● EXERCISE TASK
Could you repeat the following listing verbatim, every line in its original order?
.....
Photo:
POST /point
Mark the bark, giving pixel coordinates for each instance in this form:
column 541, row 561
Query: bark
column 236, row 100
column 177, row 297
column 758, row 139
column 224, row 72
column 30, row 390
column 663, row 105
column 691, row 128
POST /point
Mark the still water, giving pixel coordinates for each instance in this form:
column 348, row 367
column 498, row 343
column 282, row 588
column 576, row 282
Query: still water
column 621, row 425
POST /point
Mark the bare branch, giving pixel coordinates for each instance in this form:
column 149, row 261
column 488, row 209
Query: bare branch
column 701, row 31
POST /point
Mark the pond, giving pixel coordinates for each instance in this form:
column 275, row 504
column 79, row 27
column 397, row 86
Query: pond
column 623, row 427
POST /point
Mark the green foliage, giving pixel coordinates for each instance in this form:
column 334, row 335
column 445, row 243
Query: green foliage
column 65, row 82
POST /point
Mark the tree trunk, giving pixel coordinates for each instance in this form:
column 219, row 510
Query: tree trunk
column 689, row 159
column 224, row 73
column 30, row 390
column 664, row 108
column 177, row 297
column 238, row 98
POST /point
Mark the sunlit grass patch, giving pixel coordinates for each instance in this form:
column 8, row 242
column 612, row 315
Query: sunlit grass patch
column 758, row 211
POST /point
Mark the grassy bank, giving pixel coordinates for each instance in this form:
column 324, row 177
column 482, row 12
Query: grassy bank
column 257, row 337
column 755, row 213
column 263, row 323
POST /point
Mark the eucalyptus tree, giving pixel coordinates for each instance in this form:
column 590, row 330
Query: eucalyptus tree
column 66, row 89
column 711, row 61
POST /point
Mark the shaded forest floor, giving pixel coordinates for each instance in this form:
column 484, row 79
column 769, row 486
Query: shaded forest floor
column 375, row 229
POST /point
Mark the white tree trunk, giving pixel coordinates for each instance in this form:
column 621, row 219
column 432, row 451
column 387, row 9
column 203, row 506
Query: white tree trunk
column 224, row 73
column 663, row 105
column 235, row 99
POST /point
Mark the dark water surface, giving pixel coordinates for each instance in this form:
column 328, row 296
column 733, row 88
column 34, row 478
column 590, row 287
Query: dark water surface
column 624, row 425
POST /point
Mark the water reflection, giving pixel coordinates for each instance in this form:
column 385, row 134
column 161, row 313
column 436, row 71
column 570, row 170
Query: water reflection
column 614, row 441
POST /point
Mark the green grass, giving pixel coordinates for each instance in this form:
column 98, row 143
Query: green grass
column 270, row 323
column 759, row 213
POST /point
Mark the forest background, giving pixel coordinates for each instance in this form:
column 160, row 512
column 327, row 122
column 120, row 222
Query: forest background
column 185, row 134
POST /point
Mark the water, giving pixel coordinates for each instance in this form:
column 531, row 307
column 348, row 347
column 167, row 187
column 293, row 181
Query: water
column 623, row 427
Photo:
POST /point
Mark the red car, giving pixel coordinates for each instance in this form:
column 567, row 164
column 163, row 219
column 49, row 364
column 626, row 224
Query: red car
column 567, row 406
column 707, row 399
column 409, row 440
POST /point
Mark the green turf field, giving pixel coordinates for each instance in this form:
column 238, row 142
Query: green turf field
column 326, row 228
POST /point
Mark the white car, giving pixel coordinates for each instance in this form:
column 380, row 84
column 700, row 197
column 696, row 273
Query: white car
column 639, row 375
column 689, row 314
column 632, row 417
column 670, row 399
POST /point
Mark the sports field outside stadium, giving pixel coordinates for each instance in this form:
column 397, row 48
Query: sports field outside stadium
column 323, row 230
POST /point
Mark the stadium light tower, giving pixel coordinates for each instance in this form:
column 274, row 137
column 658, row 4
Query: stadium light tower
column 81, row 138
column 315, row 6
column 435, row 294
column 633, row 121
.....
● RESPONSE TO THIS TASK
Photo:
POST /point
Mark the bark, giving pixel coordinates for each instance in this form:
column 541, row 561
Query: bark
column 236, row 100
column 177, row 297
column 758, row 139
column 224, row 72
column 30, row 390
column 663, row 105
column 691, row 128
POST /point
Mark the still water, giving pixel coordinates for each instance in this form:
column 348, row 367
column 498, row 343
column 282, row 588
column 576, row 282
Query: still water
column 621, row 425
POST /point
Mark the bare branch, giving pixel coordinates for each instance in this form:
column 149, row 261
column 488, row 209
Query: bare branch
column 701, row 31
POST /point
Mark the pond, giving pixel coordinates for each instance in this form:
column 275, row 504
column 79, row 27
column 397, row 86
Query: pond
column 623, row 427
POST /point
Mark the green foliage, giving pixel coordinates for each instance in this form:
column 334, row 335
column 445, row 243
Query: green foliage
column 65, row 82
POST /point
Mark the tree trunk, giving pixel coordinates for each instance in this form:
column 219, row 510
Query: tree trunk
column 689, row 159
column 224, row 73
column 30, row 390
column 664, row 108
column 177, row 297
column 238, row 98
POST /point
Mark the sunlit grass patch, giving pixel coordinates for each instance in this form:
column 8, row 242
column 612, row 315
Query: sunlit grass patch
column 758, row 211
POST /point
Mark the grassy bank, giving pixel coordinates for each instance in this form:
column 324, row 177
column 482, row 12
Query: grassy bank
column 257, row 337
column 755, row 213
column 263, row 323
POST /point
Mark the eucalyptus tree, giving pixel coordinates for each instance in this form:
column 590, row 330
Query: eucalyptus tree
column 66, row 89
column 711, row 61
POST /point
Mark the shaded forest floor, giving pixel coordinates for each instance in this form:
column 484, row 79
column 769, row 486
Query: shaded forest floor
column 375, row 229
POST /point
Mark the white tree trunk, giving pixel coordinates for each instance in this form:
column 621, row 219
column 432, row 451
column 387, row 9
column 203, row 506
Query: white tree trunk
column 224, row 73
column 663, row 105
column 235, row 99
POST /point
Mark the dark water surface, giving pixel coordinates for each instance in this form:
column 328, row 296
column 733, row 88
column 34, row 478
column 590, row 287
Query: dark water surface
column 624, row 425
POST /point
Mark the water reflection, giving pixel coordinates for each instance in this form:
column 385, row 134
column 161, row 313
column 436, row 71
column 570, row 170
Query: water reflection
column 614, row 441
POST /point
Mark the green grass, giving pixel coordinates for each instance in this form:
column 98, row 143
Query: green grass
column 270, row 323
column 759, row 213
POST /point
Mark the forest background, giving pixel coordinates for each instance in this form:
column 160, row 512
column 327, row 122
column 120, row 222
Query: forest background
column 185, row 134
POST /point
Mark the water, giving pixel coordinates for each instance in this form:
column 531, row 307
column 348, row 347
column 167, row 187
column 293, row 181
Query: water
column 623, row 427
Photo:
POST /point
Mark the red car, giving pixel coordinates for each instance in this form:
column 567, row 164
column 163, row 219
column 49, row 364
column 626, row 224
Query: red car
column 567, row 406
column 707, row 399
column 409, row 440
POST /point
Mark the green turf field, giving pixel coordinates for each instance in this form:
column 238, row 142
Query: green turf field
column 326, row 228
POST /point
Mark the white car, giving pixel coordinates for each instance in this form:
column 380, row 84
column 700, row 197
column 696, row 273
Query: white car
column 639, row 375
column 689, row 314
column 632, row 417
column 670, row 399
POST /point
Mark the sports field outside stadium, giving pixel coordinates for each instance in this form:
column 397, row 48
Query: sports field outside stadium
column 323, row 230
POST /point
Mark the stadium light tower, giving pixel coordinates for each instance in this form:
column 274, row 137
column 658, row 4
Query: stadium light tower
column 81, row 138
column 315, row 6
column 435, row 294
column 633, row 121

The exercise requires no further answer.